Records provided
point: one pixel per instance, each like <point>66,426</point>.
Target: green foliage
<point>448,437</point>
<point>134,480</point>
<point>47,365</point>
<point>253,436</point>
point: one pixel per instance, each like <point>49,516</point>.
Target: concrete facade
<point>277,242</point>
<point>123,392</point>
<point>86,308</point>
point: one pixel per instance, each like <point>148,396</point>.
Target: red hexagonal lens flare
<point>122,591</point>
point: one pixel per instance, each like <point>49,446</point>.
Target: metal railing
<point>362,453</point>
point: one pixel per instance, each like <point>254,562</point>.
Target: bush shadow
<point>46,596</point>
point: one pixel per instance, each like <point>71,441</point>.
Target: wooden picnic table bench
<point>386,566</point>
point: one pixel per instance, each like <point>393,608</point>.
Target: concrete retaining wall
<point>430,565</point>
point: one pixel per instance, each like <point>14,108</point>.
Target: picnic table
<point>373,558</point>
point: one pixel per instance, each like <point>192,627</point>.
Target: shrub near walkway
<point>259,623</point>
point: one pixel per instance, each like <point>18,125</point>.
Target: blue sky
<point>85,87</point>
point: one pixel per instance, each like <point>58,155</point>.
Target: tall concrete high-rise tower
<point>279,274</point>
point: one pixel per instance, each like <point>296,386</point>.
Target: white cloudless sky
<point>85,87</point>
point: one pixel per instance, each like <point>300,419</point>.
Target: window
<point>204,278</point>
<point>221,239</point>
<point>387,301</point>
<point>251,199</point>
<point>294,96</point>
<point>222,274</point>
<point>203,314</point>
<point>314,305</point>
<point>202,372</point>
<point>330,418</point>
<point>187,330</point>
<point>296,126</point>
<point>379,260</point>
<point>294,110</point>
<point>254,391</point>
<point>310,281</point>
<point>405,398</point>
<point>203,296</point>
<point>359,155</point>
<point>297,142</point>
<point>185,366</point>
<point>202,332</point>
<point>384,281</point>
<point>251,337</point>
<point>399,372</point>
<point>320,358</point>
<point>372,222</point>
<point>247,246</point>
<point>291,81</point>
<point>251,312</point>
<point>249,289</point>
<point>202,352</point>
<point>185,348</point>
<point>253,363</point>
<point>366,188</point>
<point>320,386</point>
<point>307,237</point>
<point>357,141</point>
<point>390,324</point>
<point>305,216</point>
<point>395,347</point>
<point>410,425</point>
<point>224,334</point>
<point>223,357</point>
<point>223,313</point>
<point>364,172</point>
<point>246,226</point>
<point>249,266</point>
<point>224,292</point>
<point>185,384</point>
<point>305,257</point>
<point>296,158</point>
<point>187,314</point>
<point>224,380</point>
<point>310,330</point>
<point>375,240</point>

Exercise directions
Please copy all the entries above again, switching every "concrete" to "brick" and leaving everything else unchanged.

Answer in full
point: one pixel per instance, each like <point>66,426</point>.
Target: green foliage
<point>448,437</point>
<point>134,480</point>
<point>47,365</point>
<point>253,436</point>
point: one pixel per instance, each like <point>49,516</point>.
Target: brick facade
<point>277,242</point>
<point>123,392</point>
<point>86,308</point>
point: one pixel per instance, each like <point>148,396</point>.
Target: red hexagonal lens flare
<point>122,591</point>
point: one pixel per instance, each like <point>49,446</point>.
Target: metal railing
<point>362,453</point>
point: one pixel per instance, each like <point>254,562</point>.
Target: bush shadow
<point>46,596</point>
point: one pixel per instance, each like <point>71,441</point>.
Target: wooden picnic table bench
<point>386,566</point>
point: one pixel per instance, each like <point>393,608</point>.
Target: brick retaining wall
<point>430,565</point>
point: one pixel per instance, each like <point>14,108</point>.
Target: picnic table
<point>373,558</point>
point: one pixel per instance, each like <point>192,627</point>.
Target: shrub near walkway
<point>259,623</point>
point: one pixel per instance, each like <point>18,125</point>.
Target: blue sky
<point>85,87</point>
point: one pixel per instance, each like <point>58,155</point>.
Target: tall brick high-rise tower
<point>279,274</point>
point: one pixel per instance, each like <point>296,386</point>.
Target: white cloudless sky
<point>85,87</point>
point: one pixel per instance, each like <point>300,419</point>.
Target: window
<point>204,278</point>
<point>221,239</point>
<point>387,301</point>
<point>251,199</point>
<point>294,96</point>
<point>222,274</point>
<point>203,314</point>
<point>314,305</point>
<point>202,372</point>
<point>330,418</point>
<point>187,330</point>
<point>296,126</point>
<point>379,260</point>
<point>294,110</point>
<point>254,391</point>
<point>310,281</point>
<point>405,398</point>
<point>203,296</point>
<point>359,155</point>
<point>297,142</point>
<point>185,366</point>
<point>202,332</point>
<point>384,281</point>
<point>251,337</point>
<point>399,372</point>
<point>320,358</point>
<point>372,222</point>
<point>247,246</point>
<point>291,81</point>
<point>251,312</point>
<point>249,289</point>
<point>202,352</point>
<point>185,348</point>
<point>253,363</point>
<point>366,188</point>
<point>320,386</point>
<point>307,237</point>
<point>357,141</point>
<point>390,324</point>
<point>305,216</point>
<point>395,347</point>
<point>410,425</point>
<point>224,334</point>
<point>223,357</point>
<point>223,313</point>
<point>364,172</point>
<point>246,226</point>
<point>249,266</point>
<point>224,292</point>
<point>185,384</point>
<point>305,257</point>
<point>296,158</point>
<point>187,314</point>
<point>224,380</point>
<point>310,330</point>
<point>375,240</point>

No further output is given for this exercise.